→ **Requests**
[1] In the article on French-language education rights, what did the provincial government refuse to fund, prompting the Commission's legal action in March?
[2] Reproduce the passage of the article on French-language education rights from "In one of the" up to and including "for PEI Acadians.".
[3] Using the article on French-language education rights, decide whether each statement agrees with it: (a) The Arsenault-Cameron v. Prince Edward Island case dates from 2000. (b) Madeleine Costa grew up in Charlottetown. (c) Prince Edward Island has a total population of roughly 140,000 people. Answer yes or no for each and quote the words that decide it.

→ **Provided text**
_ _ _ _ _ _ _
Fighting for French-language education rights

By Leah Germain
It has been 30 years since the Canadian Charter of Rights and Freedoms came into being, and the rights it entrenched for Canadian citizens are still being used to defend minority-language communities.
As recently as this year, the Prince Edward Island (PEI) French-language school board used the language provisions of the Charter to support a lawsuit against its provincial government. The Commission scolaire de langue française de l’Île-du-Prince-Édouard, which administrates French-language education in the predominately English-speaking province, is arguing that the Charter establishes that all Canadians have the right to education in whichever official language is their mother tongue.
In March, the Commission initiated legal action against the provincial government following its refusal to fund a new Grade 8 classroom at a French school in the city of Summerside, which is the main urban centre for the Island’s Francophone population of 5,900 (out of a total population of roughly 140,000 people). But according to the Commission’s chair, Robert Maddix, it should never have had to go to court since the right to access to education for Francophone students in PEI has already been established.
“There is no reason to go to court, because this was already heard in court, at the Supreme Court of Canada—the highest level,” says Mr. Maddix, referring to the 2000 landmark case Arsenault-Cameron v. Prince Edward Island.
In one of the most important cases for French-language education in Canada’s recent history, two mothers, Noëlla Arsenault and Madeleine Costa, challenged the provincial government, demanding that it provide funding for French-language schools for PEI Acadians.
Madeleine Costa says growing up in a staunchly Francophone household in Kapuskasing, in northern Ontario, was one reason she fought for her children to have French education.
“For me, it was really important, because my father and mother were French and we [could not] speak English at home,” she says. Ms. Costa, 56, currently works as a substitute teacher in Charlottetown, and says she remembers the challenge of fighting for language rights. “Even though I knew I faced a brick wall, for some reason I had an intuition that [I should] go for it. And also because when you have children, you will do anything for your children.”
_ _ _ _ _ _ _
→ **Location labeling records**
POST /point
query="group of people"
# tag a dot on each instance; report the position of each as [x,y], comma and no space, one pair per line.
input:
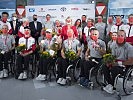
[89,40]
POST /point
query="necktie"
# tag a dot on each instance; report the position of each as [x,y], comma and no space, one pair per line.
[26,43]
[14,25]
[129,30]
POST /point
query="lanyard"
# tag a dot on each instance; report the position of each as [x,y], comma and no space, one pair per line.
[129,30]
[4,39]
[70,44]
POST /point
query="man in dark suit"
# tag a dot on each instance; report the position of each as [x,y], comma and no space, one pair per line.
[15,25]
[36,27]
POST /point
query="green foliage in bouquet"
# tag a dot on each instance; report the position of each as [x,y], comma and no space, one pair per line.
[71,55]
[21,47]
[44,54]
[108,58]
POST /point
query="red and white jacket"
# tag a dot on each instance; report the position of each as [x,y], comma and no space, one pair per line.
[116,27]
[21,31]
[128,28]
[30,45]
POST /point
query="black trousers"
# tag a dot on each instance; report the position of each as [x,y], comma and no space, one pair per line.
[63,65]
[111,73]
[4,58]
[43,64]
[87,65]
[22,60]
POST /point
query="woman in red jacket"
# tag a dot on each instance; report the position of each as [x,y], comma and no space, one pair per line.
[67,27]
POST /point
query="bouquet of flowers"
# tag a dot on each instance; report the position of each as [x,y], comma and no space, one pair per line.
[21,47]
[108,59]
[0,31]
[71,55]
[44,54]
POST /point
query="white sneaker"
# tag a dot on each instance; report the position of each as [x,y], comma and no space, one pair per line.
[43,77]
[5,73]
[109,89]
[59,80]
[63,82]
[1,74]
[25,75]
[39,77]
[21,76]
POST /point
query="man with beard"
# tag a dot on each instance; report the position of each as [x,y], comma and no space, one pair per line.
[36,28]
[124,57]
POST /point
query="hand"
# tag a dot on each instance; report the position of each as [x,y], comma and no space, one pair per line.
[87,58]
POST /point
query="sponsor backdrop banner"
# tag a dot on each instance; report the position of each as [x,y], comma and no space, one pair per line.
[119,7]
[61,12]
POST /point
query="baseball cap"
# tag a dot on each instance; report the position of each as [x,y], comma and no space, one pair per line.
[49,30]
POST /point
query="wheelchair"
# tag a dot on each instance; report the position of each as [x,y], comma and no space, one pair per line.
[11,63]
[73,72]
[51,69]
[31,71]
[96,74]
[126,80]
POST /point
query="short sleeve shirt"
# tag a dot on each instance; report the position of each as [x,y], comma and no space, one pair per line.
[75,45]
[122,52]
[6,42]
[93,51]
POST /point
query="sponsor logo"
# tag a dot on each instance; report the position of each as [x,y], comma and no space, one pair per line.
[53,16]
[52,9]
[31,9]
[42,10]
[86,9]
[63,9]
[74,8]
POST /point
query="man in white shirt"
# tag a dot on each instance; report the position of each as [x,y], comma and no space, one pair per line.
[4,20]
[128,28]
[118,26]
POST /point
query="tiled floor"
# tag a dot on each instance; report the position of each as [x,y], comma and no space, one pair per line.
[12,89]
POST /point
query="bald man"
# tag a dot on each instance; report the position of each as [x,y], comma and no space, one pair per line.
[93,55]
[124,58]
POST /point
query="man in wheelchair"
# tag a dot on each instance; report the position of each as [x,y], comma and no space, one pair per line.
[7,44]
[123,53]
[69,45]
[46,47]
[23,56]
[93,56]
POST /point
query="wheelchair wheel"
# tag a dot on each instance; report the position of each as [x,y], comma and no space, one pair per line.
[128,82]
[100,76]
[77,71]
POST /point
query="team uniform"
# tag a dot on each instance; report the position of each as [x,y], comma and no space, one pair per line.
[6,43]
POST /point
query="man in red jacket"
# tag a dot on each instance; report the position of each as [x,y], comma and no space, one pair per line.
[67,27]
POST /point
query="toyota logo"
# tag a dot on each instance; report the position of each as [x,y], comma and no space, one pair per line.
[63,9]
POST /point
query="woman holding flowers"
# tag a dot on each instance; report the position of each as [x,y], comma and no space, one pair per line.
[25,48]
[113,37]
[7,44]
[70,52]
[47,54]
[93,55]
[123,53]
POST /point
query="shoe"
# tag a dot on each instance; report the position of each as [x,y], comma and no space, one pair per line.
[25,75]
[43,78]
[1,74]
[82,80]
[86,83]
[5,73]
[39,77]
[63,82]
[109,89]
[59,80]
[21,76]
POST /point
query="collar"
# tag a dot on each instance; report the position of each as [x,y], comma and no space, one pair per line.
[27,37]
[119,24]
[129,24]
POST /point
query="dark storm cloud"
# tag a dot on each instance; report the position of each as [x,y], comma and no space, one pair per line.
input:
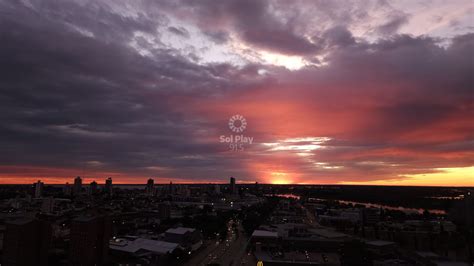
[90,84]
[254,23]
[68,98]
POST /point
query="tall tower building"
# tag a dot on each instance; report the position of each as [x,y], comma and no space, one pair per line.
[108,186]
[77,189]
[47,206]
[26,242]
[67,189]
[39,189]
[89,240]
[232,188]
[150,187]
[93,188]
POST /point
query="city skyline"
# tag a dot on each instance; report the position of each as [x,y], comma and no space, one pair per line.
[337,92]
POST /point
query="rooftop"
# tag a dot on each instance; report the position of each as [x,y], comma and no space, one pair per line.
[263,233]
[133,246]
[180,230]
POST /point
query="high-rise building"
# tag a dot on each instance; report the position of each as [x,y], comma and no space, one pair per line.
[150,187]
[47,206]
[67,189]
[89,240]
[77,186]
[26,242]
[164,209]
[232,188]
[108,186]
[171,188]
[39,189]
[92,188]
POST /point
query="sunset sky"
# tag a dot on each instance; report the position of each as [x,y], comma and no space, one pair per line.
[333,92]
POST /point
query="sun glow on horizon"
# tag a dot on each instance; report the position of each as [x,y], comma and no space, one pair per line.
[455,176]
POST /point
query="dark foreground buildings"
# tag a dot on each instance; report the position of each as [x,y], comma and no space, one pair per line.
[26,242]
[89,240]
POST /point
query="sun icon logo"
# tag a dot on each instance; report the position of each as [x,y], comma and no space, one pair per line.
[237,123]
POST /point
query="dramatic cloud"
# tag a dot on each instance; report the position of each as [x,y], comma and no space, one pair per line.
[333,92]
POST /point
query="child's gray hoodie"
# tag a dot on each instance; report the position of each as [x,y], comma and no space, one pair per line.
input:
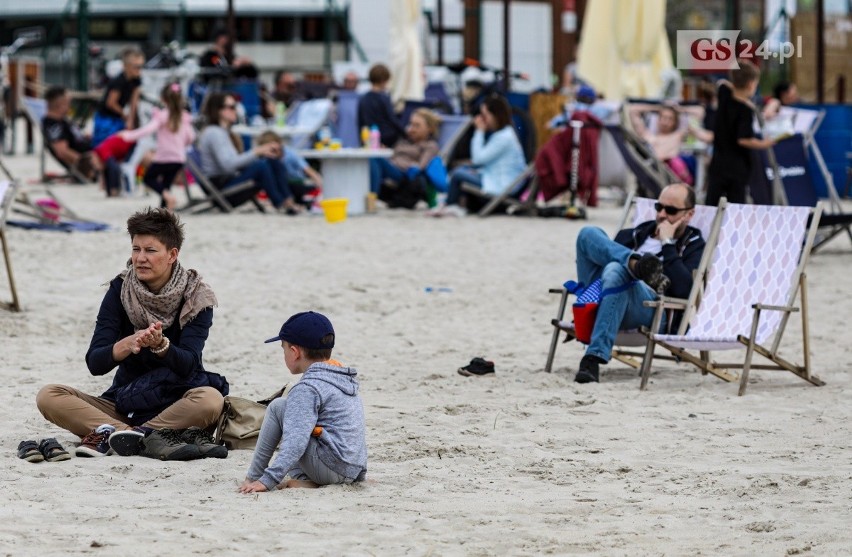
[327,396]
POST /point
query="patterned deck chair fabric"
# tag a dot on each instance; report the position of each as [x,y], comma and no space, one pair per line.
[642,210]
[756,273]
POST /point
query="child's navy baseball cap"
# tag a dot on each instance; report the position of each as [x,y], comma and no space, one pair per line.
[308,330]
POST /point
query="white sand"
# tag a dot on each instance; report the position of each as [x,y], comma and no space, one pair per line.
[521,463]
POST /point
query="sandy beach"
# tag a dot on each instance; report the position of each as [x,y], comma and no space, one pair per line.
[523,463]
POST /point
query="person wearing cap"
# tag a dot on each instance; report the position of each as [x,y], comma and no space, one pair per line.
[319,428]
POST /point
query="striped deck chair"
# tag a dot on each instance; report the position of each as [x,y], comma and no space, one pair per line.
[642,209]
[756,274]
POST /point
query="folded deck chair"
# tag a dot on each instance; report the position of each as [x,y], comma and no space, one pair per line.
[756,274]
[214,198]
[7,197]
[706,219]
[35,109]
[652,175]
[510,198]
[791,166]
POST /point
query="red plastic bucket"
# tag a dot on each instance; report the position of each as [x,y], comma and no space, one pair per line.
[584,321]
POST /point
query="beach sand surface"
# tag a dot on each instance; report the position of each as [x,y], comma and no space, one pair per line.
[522,463]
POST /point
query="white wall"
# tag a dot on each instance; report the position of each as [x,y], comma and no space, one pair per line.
[531,35]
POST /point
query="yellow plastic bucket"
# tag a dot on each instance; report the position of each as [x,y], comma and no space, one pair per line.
[334,209]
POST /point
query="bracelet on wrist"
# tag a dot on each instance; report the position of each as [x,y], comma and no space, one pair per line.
[161,349]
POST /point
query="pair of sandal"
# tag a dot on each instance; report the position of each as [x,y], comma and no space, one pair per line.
[48,449]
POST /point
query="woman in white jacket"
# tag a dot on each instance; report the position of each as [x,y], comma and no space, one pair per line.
[496,153]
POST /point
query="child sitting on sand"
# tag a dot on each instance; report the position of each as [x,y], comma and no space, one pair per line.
[320,425]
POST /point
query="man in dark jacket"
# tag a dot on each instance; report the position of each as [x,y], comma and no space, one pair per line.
[658,256]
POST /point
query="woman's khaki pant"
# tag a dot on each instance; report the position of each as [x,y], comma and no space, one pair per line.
[80,413]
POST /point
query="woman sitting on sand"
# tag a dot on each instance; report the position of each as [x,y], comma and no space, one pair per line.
[666,143]
[497,156]
[152,324]
[414,152]
[225,165]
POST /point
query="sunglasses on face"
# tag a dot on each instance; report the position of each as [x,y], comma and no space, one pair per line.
[669,209]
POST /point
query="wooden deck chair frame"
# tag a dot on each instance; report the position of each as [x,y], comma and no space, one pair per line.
[23,205]
[798,288]
[639,158]
[7,197]
[214,198]
[506,197]
[626,342]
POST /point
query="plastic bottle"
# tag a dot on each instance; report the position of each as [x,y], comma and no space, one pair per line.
[280,114]
[432,289]
[375,137]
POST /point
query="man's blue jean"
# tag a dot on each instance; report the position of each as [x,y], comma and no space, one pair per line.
[598,257]
[270,176]
[464,174]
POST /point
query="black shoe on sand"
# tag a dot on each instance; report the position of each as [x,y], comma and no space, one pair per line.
[477,367]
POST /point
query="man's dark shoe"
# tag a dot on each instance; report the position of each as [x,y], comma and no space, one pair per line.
[589,371]
[649,268]
[477,367]
[204,441]
[167,444]
[129,441]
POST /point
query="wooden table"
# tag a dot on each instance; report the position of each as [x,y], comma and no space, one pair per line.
[346,174]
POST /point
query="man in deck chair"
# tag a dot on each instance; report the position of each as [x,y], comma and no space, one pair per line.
[658,256]
[63,139]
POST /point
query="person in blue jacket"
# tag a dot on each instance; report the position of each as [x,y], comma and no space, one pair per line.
[496,154]
[152,325]
[657,257]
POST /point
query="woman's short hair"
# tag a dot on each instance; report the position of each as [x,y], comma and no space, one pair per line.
[379,74]
[432,120]
[499,107]
[160,223]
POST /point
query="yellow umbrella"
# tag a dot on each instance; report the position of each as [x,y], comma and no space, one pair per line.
[625,49]
[406,57]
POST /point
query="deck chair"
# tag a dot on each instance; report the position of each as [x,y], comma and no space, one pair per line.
[651,174]
[453,128]
[756,274]
[214,198]
[706,219]
[790,167]
[7,197]
[347,119]
[35,109]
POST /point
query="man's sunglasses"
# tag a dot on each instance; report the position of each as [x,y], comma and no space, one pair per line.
[669,209]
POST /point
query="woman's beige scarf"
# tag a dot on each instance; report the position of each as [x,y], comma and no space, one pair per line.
[144,307]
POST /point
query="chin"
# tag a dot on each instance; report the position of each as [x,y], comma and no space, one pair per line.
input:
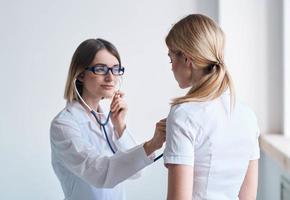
[108,95]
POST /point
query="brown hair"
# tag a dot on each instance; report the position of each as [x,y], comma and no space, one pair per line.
[82,58]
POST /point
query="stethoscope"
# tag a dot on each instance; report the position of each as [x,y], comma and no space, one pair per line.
[103,124]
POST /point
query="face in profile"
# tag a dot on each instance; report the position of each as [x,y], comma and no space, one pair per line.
[97,84]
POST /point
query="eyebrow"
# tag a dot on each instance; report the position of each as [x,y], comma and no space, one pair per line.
[103,64]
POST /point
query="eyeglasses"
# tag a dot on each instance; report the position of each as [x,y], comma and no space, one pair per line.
[100,69]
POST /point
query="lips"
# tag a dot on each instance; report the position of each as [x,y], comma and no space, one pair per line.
[108,87]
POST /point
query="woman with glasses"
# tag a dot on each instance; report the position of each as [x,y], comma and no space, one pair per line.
[91,152]
[212,147]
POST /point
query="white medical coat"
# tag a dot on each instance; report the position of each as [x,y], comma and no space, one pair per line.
[83,161]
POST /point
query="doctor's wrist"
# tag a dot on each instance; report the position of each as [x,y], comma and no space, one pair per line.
[120,129]
[149,147]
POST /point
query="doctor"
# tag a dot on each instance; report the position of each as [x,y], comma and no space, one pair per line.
[90,160]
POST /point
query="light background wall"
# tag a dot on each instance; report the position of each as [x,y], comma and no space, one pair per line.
[38,39]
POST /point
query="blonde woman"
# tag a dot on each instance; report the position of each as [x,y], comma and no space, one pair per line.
[212,147]
[93,153]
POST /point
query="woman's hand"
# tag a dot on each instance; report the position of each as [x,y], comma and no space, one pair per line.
[158,139]
[119,109]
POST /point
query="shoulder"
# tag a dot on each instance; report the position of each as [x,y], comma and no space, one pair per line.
[187,111]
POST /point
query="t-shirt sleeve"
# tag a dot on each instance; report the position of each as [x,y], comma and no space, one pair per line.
[180,137]
[256,149]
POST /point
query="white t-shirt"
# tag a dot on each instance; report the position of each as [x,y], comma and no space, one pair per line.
[217,142]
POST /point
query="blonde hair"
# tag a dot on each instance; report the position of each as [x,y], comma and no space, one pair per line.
[201,39]
[82,58]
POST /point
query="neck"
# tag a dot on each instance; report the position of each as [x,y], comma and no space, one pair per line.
[92,102]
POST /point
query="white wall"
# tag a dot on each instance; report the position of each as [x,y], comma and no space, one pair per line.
[37,41]
[286,53]
[254,56]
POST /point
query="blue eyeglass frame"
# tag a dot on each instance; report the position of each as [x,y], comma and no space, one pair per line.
[121,69]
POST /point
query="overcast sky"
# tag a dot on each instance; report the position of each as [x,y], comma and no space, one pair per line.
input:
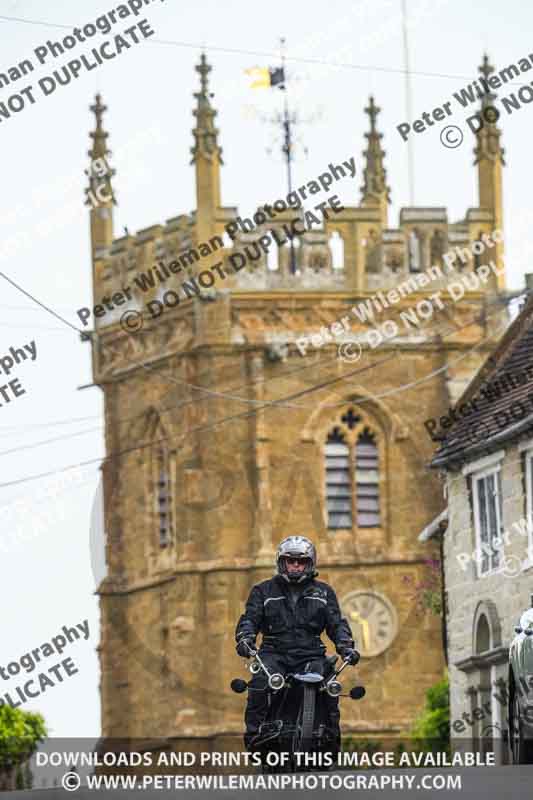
[47,577]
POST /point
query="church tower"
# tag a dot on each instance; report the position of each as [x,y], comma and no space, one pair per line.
[222,436]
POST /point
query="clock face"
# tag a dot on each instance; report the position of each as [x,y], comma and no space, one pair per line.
[373,620]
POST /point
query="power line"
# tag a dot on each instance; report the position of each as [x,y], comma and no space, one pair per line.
[268,54]
[287,373]
[246,414]
[199,388]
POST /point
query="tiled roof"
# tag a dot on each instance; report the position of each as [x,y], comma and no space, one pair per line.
[502,397]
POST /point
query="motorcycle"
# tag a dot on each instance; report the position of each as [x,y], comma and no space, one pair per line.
[297,727]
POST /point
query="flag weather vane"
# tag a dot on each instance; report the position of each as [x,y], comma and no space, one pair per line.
[270,77]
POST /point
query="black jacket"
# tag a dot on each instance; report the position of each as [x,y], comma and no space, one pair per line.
[269,611]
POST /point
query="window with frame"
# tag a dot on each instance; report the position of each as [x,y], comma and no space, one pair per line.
[488,520]
[528,459]
[164,497]
[352,475]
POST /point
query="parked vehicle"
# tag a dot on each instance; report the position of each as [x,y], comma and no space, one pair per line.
[521,691]
[297,720]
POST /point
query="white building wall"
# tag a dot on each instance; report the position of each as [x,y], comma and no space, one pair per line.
[509,590]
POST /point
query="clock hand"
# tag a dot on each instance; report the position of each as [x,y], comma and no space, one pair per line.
[365,627]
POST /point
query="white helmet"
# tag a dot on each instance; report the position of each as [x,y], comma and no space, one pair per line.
[296,546]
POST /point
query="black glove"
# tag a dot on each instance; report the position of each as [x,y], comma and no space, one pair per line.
[349,654]
[242,650]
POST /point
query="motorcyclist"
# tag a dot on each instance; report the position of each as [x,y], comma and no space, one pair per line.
[291,610]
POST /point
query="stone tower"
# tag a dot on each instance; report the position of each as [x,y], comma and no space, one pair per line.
[222,438]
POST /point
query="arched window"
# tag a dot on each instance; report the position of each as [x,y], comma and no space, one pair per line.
[477,256]
[336,246]
[272,257]
[227,241]
[352,475]
[415,252]
[367,480]
[163,492]
[437,247]
[482,635]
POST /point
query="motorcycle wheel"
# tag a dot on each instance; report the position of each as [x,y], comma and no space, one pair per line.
[521,748]
[303,737]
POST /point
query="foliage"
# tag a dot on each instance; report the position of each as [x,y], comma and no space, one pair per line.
[20,733]
[428,594]
[431,731]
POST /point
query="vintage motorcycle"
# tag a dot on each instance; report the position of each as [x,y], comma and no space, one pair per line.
[297,720]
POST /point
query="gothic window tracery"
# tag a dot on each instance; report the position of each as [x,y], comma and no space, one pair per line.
[415,251]
[437,248]
[164,497]
[336,247]
[352,475]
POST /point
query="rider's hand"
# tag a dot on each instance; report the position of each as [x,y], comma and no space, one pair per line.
[350,655]
[242,650]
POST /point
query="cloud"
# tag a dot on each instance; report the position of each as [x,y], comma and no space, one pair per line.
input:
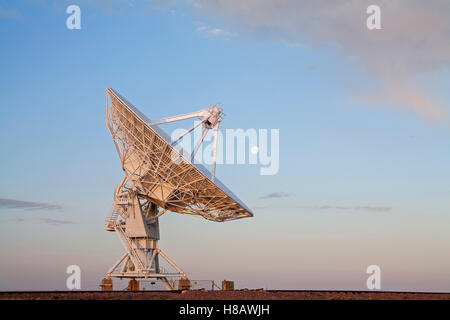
[55,222]
[275,195]
[212,32]
[356,208]
[10,13]
[28,205]
[413,41]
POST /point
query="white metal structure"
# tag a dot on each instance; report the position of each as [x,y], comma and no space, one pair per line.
[158,178]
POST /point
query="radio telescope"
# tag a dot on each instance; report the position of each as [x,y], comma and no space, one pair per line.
[159,178]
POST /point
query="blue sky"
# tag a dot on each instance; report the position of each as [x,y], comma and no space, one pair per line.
[365,170]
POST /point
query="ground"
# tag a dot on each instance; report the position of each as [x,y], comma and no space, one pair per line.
[221,295]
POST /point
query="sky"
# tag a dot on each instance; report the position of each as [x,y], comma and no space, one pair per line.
[364,137]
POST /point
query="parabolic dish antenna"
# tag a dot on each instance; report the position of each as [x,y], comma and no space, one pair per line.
[159,178]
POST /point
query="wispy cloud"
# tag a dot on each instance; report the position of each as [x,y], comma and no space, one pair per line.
[275,195]
[55,222]
[412,43]
[27,205]
[356,208]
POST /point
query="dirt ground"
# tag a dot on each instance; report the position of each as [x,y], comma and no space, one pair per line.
[221,295]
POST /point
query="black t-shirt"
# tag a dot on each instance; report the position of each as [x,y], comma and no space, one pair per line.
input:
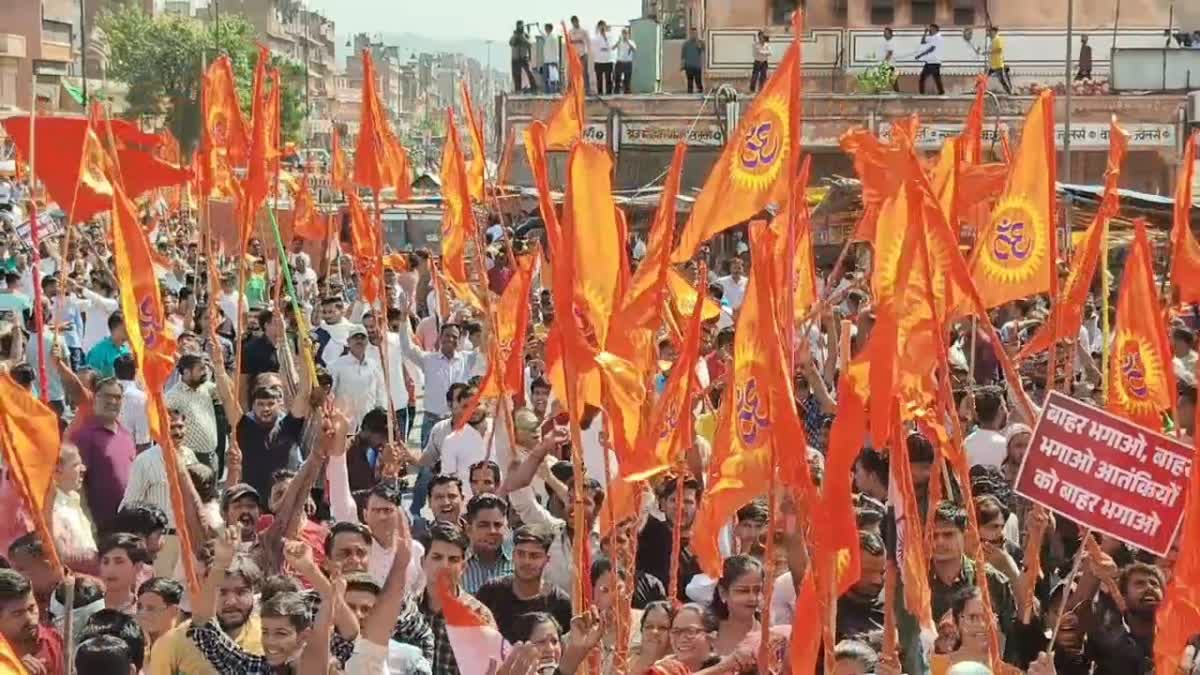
[258,356]
[499,597]
[265,449]
[654,556]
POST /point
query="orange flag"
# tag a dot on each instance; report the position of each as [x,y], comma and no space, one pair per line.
[459,221]
[1185,249]
[223,139]
[365,248]
[505,357]
[640,311]
[1141,383]
[477,171]
[29,436]
[306,222]
[70,161]
[10,663]
[1180,613]
[564,125]
[911,556]
[337,162]
[671,428]
[753,169]
[756,411]
[1015,255]
[379,161]
[1067,312]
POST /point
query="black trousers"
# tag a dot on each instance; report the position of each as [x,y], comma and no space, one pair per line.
[1002,75]
[624,75]
[934,71]
[759,76]
[604,78]
[522,66]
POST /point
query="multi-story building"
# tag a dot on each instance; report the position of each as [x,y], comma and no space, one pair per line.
[37,49]
[843,39]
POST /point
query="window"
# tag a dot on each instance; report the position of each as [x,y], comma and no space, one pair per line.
[924,12]
[883,12]
[781,11]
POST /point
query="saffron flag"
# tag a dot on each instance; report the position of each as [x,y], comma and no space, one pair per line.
[1185,249]
[459,220]
[1015,254]
[223,138]
[564,125]
[1067,312]
[636,320]
[1141,384]
[754,166]
[473,635]
[70,161]
[477,171]
[671,429]
[337,162]
[257,184]
[756,411]
[1180,613]
[366,249]
[29,434]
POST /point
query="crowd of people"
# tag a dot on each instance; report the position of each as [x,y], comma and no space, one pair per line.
[321,532]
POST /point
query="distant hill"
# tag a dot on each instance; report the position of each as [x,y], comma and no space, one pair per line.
[409,43]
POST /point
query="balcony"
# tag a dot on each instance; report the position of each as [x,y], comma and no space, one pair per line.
[12,46]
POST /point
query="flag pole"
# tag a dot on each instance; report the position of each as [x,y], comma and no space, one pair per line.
[36,240]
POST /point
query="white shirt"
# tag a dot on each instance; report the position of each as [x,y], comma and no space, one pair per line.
[358,386]
[97,309]
[625,49]
[232,304]
[148,479]
[133,413]
[339,334]
[735,290]
[342,507]
[601,52]
[439,371]
[461,449]
[985,447]
[395,369]
[939,46]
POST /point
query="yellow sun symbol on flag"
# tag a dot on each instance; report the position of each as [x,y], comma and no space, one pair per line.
[1015,248]
[761,153]
[1137,374]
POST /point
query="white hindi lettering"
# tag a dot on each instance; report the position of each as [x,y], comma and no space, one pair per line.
[1066,419]
[1173,461]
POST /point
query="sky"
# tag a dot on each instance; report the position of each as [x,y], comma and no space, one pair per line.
[456,19]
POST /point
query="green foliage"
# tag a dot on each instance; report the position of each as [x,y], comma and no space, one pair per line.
[162,60]
[877,79]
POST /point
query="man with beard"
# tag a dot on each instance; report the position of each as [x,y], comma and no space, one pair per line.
[655,539]
[286,620]
[526,591]
[235,615]
[861,608]
[1121,643]
[193,395]
[951,569]
[487,525]
[241,506]
[267,434]
[39,647]
[382,514]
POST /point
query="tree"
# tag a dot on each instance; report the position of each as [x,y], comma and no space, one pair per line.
[162,60]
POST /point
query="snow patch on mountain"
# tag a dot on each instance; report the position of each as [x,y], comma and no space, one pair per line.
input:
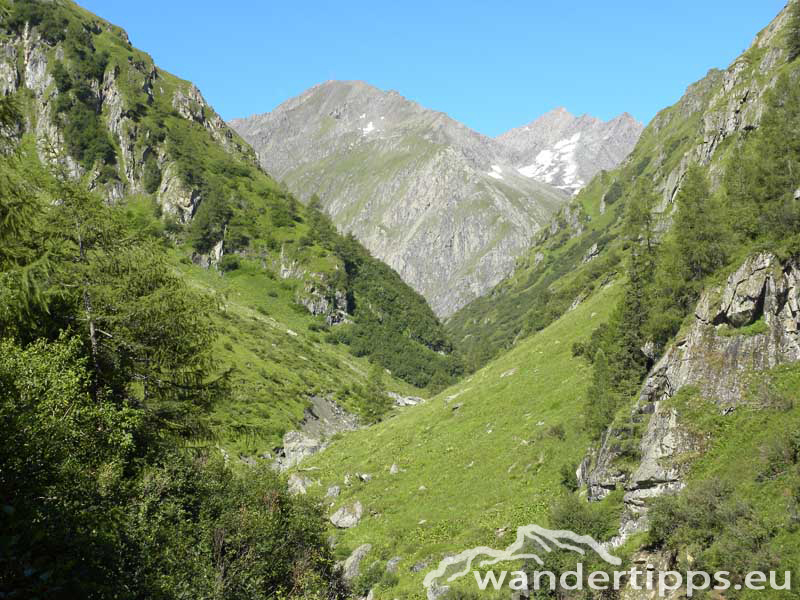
[496,172]
[557,166]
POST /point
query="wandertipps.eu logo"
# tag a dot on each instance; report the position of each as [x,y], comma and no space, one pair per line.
[529,538]
[533,542]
_ _ _ _ _ _ _
→ **Answer list**
[1] A new Grade 8 classroom at a French school in the city of Summerside.

[2]
In one of the most important cases for French-language education in Canada’s recent history, two mothers, Noëlla Arsenault and Madeleine Costa, challenged the provincial government, demanding that it provide funding for French-language schools for PEI Acadians.

[3]
(a) Yes: "the 2000 landmark case Arsenault-Cameron v. Prince Edward Island"
(b) No: "growing up in a staunchly Francophone household in Kapuskasing, in northern Ontario"
(c) Yes: "out of a total population of roughly 140,000 people"